Tareas »
• A. Copia tal cual, del fragmento sobre la historia peruana, todo lo que va desde «Otro secreto fascinante» hasta «las campañas militares.».
• B. Según el fragmento sobre la historia peruana, ¿por qué la independencia se proclamó en cuatro plazas distintas de Lima? Explícalo en una a tres oraciones.
• C. Escribe la parte siguiente del fragmento sobre la historia peruana, a partir del punto en que termina.
=== Fragmento ===
Más revelador aún es el dato que Lima tenía apenas 64 mil habitantes cuando se proclamó la independencia, y la ceremonia se realizó en cuatro plazas diferentes porque San Martín necesitaba que todos los limeños se enteraran de la noticia. No existían medios masivos, así que el libertador literalmente tuvo que recorrer la ciudad a pie para anunciar que éramos libres.
Otro secreto fascinante involucra a la primera presidenta del Perú, un cargo que oficialmente nunca existió pero que ejerció en la práctica una mujer extraordinaria. Francisca Zubiaga y Bernales, conocida como «La Mariscala», gobernó el país entre 1829 y 1833 mientras su esposo Agustín Gamarra se ocupaba de las campañas militares.
Zubiaga no solo tomaba decisiones políticas cruciales, sino que lideraba tropas vestida con un traje de terciopelo azul y espuelas de oro.
Llegó al extremo de destituir al vicepresidente Antonio Gutiérrez de la Fuente cuando este intentó rebelarse, enviando soldados a su casa y obligándolo a huir en ropa interior por el techo. Flora Tristán, la famosa escritora francesa, no dudó en llamarla «la expresidenta de la República» en su libro «Peregrinaciones de una paria».
=== Registros de datos ===
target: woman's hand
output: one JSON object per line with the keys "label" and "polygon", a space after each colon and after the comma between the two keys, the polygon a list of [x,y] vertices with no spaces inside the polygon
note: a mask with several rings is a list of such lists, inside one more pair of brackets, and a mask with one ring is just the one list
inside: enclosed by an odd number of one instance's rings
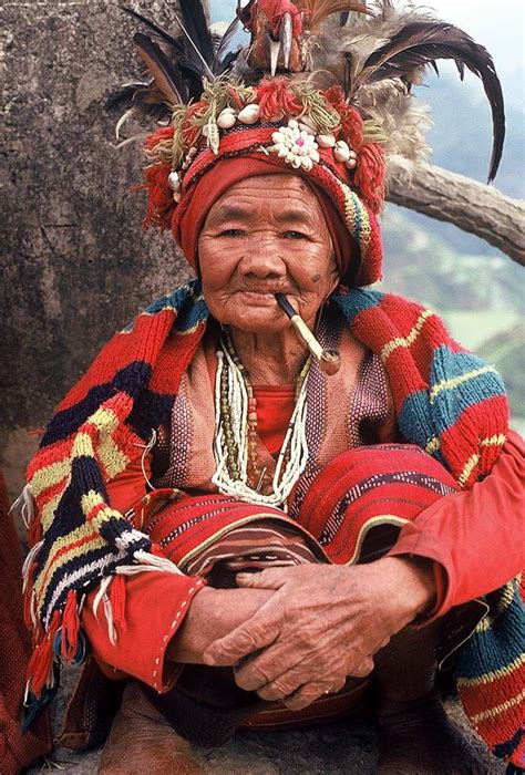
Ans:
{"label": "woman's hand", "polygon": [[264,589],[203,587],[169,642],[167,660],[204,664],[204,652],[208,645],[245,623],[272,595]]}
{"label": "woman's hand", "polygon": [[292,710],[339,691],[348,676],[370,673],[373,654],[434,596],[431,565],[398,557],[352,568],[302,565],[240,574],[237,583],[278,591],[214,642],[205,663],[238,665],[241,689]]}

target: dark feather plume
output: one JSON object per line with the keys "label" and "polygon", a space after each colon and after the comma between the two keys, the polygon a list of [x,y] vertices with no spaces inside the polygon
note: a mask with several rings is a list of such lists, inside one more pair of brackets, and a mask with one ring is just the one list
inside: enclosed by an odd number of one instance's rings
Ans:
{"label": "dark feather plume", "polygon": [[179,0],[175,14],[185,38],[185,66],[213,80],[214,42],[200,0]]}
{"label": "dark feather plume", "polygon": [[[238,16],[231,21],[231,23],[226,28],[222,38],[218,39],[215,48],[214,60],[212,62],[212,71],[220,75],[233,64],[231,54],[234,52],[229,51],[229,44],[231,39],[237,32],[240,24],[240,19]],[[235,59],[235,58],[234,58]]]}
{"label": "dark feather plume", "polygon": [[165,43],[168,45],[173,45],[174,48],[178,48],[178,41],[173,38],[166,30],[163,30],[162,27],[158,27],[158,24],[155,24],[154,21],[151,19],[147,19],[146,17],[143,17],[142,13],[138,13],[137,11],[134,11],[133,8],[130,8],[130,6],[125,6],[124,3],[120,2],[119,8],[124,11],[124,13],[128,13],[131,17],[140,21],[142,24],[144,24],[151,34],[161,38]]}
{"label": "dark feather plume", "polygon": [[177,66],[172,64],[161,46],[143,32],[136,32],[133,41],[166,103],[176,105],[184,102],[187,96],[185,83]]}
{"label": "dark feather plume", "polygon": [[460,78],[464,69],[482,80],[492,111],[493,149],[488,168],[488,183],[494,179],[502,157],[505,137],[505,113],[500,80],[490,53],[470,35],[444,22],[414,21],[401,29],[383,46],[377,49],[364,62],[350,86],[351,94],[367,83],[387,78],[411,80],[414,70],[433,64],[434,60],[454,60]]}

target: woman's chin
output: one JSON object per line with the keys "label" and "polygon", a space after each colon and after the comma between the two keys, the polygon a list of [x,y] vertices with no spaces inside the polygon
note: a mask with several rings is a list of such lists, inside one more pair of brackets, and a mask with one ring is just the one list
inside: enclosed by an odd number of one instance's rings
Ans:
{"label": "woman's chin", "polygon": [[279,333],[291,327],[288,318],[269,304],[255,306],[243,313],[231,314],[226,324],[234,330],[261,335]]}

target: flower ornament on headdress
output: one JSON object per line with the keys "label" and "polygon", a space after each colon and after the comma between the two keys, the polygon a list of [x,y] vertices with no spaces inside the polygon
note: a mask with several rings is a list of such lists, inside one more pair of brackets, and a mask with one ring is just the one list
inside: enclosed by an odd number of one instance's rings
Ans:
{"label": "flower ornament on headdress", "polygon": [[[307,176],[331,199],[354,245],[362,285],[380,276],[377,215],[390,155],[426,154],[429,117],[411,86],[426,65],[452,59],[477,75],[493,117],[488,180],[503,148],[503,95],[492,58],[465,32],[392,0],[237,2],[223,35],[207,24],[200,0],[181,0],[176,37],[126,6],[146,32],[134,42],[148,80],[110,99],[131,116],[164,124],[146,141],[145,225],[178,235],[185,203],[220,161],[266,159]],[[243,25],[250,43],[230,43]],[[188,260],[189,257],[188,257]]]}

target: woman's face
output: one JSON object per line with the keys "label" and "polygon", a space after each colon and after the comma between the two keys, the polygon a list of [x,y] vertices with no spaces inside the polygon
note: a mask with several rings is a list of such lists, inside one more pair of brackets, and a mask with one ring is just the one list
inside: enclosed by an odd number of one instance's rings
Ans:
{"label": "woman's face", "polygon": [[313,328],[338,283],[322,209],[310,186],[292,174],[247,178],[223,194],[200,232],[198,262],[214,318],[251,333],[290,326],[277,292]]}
===
Respuestas en orden »
• A.
Otro secreto fascinante involucra a la primera presidenta del Perú, un cargo que oficialmente nunca existió pero que ejerció en la práctica una mujer extraordinaria. Francisca Zubiaga y Bernales, conocida como «La Mariscala», gobernó el país entre 1829 y 1833 mientras su esposo Agustín Gamarra se ocupaba de las campañas militares.

• B. La ceremonia se hizo en cuatro plazas porque San Martín necesitaba que todos los limeños se enteraran de la noticia. Como no existían medios masivos, tuvo que recorrer la ciudad a pie para anunciar la independencia.

• C.
Un dato económico brutal: cuando llegamos a la independencia, el país tenía más de 5,000 comunidades rurales, pero las 300 haciendas de la costa pertenecían exclusivamente a grandes familias.
Los esclavos se vendían como mercancía: en 1822, el precio de una criada era de 200 pesos, y solo en los valles de Bocanegra y Carabayllo vivían más de 700 esclavos. La desigualdad no era un problema por resolver, era la estructura misma del país.
Lima tenía 56 iglesias y conventos para apenas 64 mil habitantes, y el ruido de las campanas era tan constante que en 1822 el gobierno tuvo que emitir un decreto para regular los horarios de los repiques.

Pero quizás el dato más paradójico es que nuestra independencia fue, en gran medida, una imposición externa. La aristocracia limeña aceptó el proyecto libertador de San Martín solo porque estaba ocupada militarmente.
La firma del acta de independencia el 15 de julio y su posterior proclamación el 28 fueron, según varios historiadores, «simples formalidades«. La verdadera independencia llegó recién con la batalla de Ayacucho en 1824, tres años después.
Estos claroscuros nos muestran que nuestra historia nacional no es la épica lineal que nos enseñaron en el colegio. Es la historia de un país que nació fragmentado, con una elite que aceptó la independencia por conveniencia, con regiones que siguieron fieles a España, con líderes que se disputaban el poder mientras el pueblo permanecía marginado.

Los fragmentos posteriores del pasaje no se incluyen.